INFORMATION SUPPLIED START
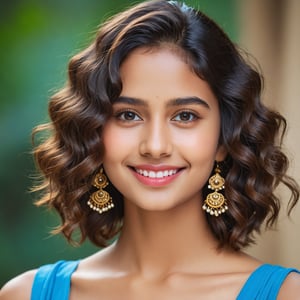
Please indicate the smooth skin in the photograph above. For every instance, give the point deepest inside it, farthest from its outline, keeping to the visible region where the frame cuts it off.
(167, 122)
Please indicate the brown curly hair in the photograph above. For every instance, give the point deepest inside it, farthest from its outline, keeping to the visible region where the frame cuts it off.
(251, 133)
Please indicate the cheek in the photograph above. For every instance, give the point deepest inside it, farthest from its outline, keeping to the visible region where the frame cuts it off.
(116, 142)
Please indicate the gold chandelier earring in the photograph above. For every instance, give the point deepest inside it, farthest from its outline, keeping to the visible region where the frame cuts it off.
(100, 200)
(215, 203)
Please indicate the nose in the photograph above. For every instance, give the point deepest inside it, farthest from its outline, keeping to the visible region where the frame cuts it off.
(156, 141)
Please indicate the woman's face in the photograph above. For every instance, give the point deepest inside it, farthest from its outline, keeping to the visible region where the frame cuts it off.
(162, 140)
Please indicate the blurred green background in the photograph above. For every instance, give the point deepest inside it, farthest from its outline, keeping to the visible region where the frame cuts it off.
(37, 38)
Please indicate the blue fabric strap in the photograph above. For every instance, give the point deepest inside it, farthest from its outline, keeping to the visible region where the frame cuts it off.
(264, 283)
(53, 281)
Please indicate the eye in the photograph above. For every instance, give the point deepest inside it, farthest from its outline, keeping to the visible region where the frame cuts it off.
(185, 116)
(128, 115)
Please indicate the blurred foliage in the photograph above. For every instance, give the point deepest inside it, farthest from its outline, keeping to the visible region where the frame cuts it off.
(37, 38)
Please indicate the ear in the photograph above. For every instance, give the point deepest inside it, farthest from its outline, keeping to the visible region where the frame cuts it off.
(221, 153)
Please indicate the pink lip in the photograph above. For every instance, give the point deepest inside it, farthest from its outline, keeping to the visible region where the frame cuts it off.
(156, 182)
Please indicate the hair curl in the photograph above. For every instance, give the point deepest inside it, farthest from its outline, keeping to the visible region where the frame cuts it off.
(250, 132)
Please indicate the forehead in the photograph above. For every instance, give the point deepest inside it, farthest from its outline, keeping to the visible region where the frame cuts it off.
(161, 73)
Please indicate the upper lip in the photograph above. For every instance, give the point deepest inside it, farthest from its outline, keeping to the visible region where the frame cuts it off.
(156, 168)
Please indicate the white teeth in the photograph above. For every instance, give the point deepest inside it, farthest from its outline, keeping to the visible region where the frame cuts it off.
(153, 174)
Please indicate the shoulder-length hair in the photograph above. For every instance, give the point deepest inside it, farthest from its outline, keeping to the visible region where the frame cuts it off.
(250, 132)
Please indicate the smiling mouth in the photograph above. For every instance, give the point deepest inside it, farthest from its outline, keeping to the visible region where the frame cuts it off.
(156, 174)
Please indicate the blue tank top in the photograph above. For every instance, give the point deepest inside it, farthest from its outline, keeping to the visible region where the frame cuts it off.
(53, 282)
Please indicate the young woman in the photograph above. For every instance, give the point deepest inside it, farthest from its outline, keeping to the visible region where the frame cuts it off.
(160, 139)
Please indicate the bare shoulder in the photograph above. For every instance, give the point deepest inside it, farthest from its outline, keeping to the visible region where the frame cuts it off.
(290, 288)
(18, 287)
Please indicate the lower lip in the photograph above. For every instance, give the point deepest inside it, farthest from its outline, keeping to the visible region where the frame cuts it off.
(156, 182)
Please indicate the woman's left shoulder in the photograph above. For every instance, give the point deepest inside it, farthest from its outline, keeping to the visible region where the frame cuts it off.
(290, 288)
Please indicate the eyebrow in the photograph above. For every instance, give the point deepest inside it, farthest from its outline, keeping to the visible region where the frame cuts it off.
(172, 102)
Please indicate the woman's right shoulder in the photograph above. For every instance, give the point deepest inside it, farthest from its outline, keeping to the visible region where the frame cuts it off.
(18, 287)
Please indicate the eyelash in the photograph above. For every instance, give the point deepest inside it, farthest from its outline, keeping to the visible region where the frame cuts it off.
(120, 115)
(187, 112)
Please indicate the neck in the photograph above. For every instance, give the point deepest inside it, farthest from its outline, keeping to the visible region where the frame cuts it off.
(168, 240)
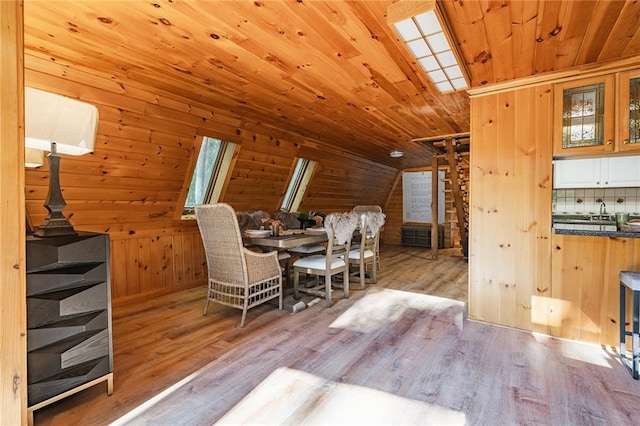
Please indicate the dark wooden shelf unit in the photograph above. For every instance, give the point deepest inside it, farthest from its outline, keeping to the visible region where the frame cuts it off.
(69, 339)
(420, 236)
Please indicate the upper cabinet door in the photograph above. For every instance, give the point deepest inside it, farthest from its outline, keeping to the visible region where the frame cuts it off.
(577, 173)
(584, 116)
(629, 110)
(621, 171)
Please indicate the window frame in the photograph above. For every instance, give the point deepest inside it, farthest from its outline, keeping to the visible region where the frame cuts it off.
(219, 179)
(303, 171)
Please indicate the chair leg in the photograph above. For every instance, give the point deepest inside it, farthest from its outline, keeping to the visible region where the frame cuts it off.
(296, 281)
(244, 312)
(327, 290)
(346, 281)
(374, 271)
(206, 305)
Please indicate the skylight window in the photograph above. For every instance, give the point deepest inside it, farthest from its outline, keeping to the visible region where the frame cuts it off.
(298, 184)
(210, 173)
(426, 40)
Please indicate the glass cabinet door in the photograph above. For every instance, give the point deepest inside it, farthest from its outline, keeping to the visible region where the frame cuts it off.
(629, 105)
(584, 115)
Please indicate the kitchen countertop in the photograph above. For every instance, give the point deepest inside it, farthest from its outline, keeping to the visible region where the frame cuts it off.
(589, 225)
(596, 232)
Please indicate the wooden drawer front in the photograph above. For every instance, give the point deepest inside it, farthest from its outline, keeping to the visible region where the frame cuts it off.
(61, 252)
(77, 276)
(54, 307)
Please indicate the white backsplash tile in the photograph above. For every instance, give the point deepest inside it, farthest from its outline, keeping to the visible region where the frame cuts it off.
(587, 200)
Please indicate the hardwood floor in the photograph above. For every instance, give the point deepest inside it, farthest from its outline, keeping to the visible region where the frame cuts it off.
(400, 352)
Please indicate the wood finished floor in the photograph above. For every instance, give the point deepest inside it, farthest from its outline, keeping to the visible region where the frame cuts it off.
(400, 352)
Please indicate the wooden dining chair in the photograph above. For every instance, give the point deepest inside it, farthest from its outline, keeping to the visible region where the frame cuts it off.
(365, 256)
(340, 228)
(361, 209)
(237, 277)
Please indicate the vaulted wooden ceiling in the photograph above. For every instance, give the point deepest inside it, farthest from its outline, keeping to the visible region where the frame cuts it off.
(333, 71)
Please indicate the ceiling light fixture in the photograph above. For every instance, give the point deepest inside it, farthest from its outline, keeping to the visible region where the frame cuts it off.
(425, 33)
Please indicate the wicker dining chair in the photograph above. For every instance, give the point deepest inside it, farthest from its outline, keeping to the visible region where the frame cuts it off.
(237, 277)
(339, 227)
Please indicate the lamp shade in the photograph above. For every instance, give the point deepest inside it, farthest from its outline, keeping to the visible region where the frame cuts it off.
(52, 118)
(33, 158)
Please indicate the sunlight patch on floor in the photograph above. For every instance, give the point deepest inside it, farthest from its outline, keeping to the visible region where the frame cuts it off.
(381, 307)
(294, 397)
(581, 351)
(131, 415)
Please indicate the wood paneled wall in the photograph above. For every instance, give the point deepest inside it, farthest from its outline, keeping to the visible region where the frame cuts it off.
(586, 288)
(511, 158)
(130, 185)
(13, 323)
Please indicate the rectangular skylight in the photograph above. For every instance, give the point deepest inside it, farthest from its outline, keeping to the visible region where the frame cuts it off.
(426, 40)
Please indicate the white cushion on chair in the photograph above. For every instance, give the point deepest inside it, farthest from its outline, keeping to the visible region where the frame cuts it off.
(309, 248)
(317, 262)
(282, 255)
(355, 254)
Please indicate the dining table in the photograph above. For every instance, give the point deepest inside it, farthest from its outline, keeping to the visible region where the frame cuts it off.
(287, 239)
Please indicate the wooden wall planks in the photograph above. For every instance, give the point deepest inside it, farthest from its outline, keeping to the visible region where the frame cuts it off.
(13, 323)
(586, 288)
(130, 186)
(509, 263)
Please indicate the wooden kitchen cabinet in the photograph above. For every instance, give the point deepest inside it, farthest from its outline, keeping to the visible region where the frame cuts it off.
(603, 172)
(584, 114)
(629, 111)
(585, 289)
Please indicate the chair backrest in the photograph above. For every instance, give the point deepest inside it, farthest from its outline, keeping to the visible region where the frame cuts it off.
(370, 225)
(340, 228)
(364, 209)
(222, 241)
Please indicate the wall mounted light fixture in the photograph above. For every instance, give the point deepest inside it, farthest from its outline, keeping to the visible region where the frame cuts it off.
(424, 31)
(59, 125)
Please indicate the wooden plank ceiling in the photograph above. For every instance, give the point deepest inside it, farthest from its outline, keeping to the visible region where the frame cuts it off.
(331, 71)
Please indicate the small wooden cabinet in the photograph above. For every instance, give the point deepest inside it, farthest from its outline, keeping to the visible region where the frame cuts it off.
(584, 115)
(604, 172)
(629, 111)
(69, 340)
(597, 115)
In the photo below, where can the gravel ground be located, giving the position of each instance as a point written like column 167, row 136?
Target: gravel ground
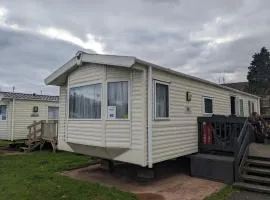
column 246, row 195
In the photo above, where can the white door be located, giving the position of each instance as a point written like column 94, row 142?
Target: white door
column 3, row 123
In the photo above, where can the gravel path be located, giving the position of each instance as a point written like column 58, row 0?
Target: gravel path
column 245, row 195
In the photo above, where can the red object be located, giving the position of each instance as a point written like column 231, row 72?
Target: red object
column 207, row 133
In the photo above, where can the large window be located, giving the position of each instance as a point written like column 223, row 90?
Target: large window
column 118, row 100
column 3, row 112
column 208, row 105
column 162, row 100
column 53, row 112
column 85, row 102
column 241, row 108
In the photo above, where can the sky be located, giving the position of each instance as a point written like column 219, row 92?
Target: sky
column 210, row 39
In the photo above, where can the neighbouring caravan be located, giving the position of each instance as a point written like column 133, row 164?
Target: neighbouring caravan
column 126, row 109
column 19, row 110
INFORMATION SUPPLIED END
* WORK ITEM
None of the lines before the one containing "In the photo above, where can the red" belong in the answer; reproduce that line and all later lines of the records exactly.

* RESULT OF THIS TASK
In the photo above, where can the red object be located, giving the position of each instance as a point written like column 231, row 72?
Target: red object
column 207, row 133
In the photo above, where can the large window be located, giving the position of each instance as a point written like column 223, row 90?
Target: large window
column 118, row 100
column 3, row 112
column 208, row 105
column 162, row 100
column 53, row 112
column 85, row 102
column 241, row 108
In the photo above, where can the sky be located, giving the position of each instance as a point written like column 219, row 92?
Target: sky
column 210, row 39
In the photo above, where can the neighbouring caravan be located, giving the position of each instance as a point written like column 133, row 164?
Target: neighbouring caravan
column 126, row 109
column 19, row 110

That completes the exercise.